_YOUR GOAL:_
Would you pull out every line of the material that contains the string "court"?

_SUPPLIED MATERIAL:_
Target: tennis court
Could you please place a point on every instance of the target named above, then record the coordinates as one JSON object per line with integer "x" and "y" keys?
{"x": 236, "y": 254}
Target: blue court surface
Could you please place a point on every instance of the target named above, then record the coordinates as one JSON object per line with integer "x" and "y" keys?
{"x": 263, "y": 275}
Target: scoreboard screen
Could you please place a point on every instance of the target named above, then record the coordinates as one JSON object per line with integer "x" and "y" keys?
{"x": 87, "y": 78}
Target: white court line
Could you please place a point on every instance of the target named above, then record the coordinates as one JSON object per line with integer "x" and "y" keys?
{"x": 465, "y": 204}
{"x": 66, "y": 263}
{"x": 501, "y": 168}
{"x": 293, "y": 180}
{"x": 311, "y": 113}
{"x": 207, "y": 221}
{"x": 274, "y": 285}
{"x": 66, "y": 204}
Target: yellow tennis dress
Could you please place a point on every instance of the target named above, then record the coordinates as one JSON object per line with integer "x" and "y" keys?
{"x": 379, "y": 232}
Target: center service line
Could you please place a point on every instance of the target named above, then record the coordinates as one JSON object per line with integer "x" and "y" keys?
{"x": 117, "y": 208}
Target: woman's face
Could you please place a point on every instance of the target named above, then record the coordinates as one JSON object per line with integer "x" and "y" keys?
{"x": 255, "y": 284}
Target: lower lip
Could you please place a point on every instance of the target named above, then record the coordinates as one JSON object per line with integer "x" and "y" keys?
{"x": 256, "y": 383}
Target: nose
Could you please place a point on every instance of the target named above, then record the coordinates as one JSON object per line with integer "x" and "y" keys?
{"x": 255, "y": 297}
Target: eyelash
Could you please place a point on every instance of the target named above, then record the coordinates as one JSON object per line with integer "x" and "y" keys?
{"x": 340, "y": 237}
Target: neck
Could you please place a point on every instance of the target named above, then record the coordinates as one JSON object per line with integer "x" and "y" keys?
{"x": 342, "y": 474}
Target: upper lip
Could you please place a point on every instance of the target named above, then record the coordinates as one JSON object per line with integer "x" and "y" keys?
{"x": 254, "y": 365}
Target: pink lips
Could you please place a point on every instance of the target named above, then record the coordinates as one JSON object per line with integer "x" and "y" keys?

_WRITTEN ANSWER:_
Target: tennis court
Target: blue court surface
Target: white court line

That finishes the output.